━━━━━ Source extract
DPU Configuration

Introduction

The DPU IP provides some user-configurable parameters to optimize resource usage and customize different features. Different configurations can be selected for DSP slices, LUT, block RAM, and UltraRAM usage based on the amount of available programmable logic resources. There are also options for additional functions, such as channel augmentation, average pooling, depthwise convolution, and softmax. Furthermore, there is an option to determine the number of DPU cores that will be instantiated in a single DPU IP.

The deep neural network features and the associated parameters supported by the DPU are shown in the following table.

A configuration file named arch.json is generated during the Vivado or Vitis flow. The arch.json file is used by the Vitis AI Compiler for model compilation. For more information of Vitis AI Compiler, see refer to the Vitis AI User Guide (UG1414).

In the Vivado flow, the arch.json file is located at $TRD_HOME/prj/Vivado/srcs/top/ip/top_dpu_0/arch.json. In the Vitis flow, the arch.json file is located at $TRD_HOME/prj/Vitis/binary_container_1/link/vivado/vpl/prj/prj.gen/sources_1/bd/zcu102_base/ip/zcu102_base_DPUCZDX8G_1_0/arch.json.

Table 1. Deep Neural Network Features and Parameters Supported by the DPU
Features	Description
Convolution	Kernel Sizes	kernel_w: 1~16 kernel_h: 1~16
	Strides	kernel_w: 1~8 kernel_w:1~8
	Padding_w	0~(kernel_w-1)
	Padding_h	0~(kernel_h-1)
	Input Size	Arbitrary
	Input Channel	1~256 * channel_parallel
	Output Channel	1~256 * channel_parallel
	Activation	ReLU, ReLU6 and LeakyReLU
	Dilation	dilation * input_channel ≤ 256 * channel_parallel && stride_w == 1 && stride_h == 1
	Constraint*	kernel_w kernel_h (ceil(input_channel / channel_parallel)) <= bank_depth/2
Depthwise Convolution	Kernel Sizes	kernel_w: 1~16 kernel_h: 1~16
	Strides	kernel_w: 1~8 kernel_h:1~8
	Padding_w	0~(kernel_w-1)
━━━━━━━━━━
━━━━━ Given entries
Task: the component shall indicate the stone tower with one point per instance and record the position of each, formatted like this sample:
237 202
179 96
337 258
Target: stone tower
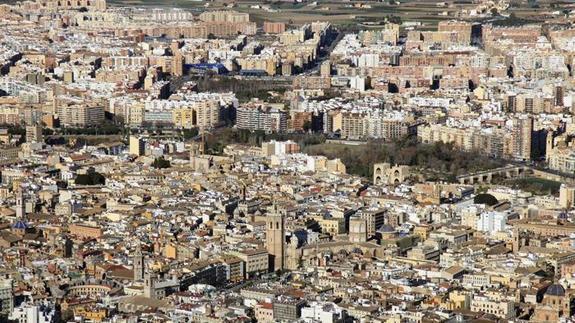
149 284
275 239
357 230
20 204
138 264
━━━━━━━━━━
━━━━━ Given entries
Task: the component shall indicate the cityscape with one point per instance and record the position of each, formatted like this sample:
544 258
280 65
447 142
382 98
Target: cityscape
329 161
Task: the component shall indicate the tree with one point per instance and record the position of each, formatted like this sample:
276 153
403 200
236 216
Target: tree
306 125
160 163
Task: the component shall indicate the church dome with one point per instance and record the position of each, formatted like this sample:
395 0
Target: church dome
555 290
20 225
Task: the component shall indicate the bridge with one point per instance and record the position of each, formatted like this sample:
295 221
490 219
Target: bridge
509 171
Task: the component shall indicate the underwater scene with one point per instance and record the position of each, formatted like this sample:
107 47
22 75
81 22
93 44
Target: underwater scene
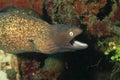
━━━━━━━━━━
* What to produce: Carry on the DPU configuration text from the point where it stops.

* Task response:
	Padding_h	0~(kernel_h-1)
	Input Size	Arbitrary
	Input Channel	1~256 * channel_parallel
	Output Channel	1~256 * channel_parallel
	Activation	ReLU, ReLU6
	Dilation	dilation * input_channel ≤ 256 * channel_parallel && stride_w == 1 && stride_h == 1
	Constraint*	kernel_w kernel_h (ceil(input_channel / channel_parallel)) <= bank_depth/2
Deconvolution	Kernel Sizes	kernel_w: 1~16 kernel_h: 1~16
	Stride_w	stride_w * output_channel ≤ 256 * channel_parallel
	Stride_h	Arbitrary
	Padding_w	0~(kernel_w-1)
	Padding_h	0~(kernel_h-1)
	Input Size	Arbitrary
	Input Channel	1~256 * channel_parallel
	Output Channel	1~256 * channel_parallel
	Activation	ReLU, ReLU6 and LeakyReLU
Max Pooling	Kernel Sizes	kernel_w: 1~8 kernel_h: 1~8
	Strides	kernel_w: 1~8 kernel_h:1~8
	Padding	kernel_w: 0~(kernel_w-1) kernel_h: 0~(kernel_h-1)
Average Pooling	Kernel Sizes	Only support square size from 2x2, 3x3 to 8x8
	Strides	kernel_w: 1~8 kernel_h: 1~8
	Padding	kernel_w: 0~(kernel_w-1) kernel_h: 0~(kernel_h-1)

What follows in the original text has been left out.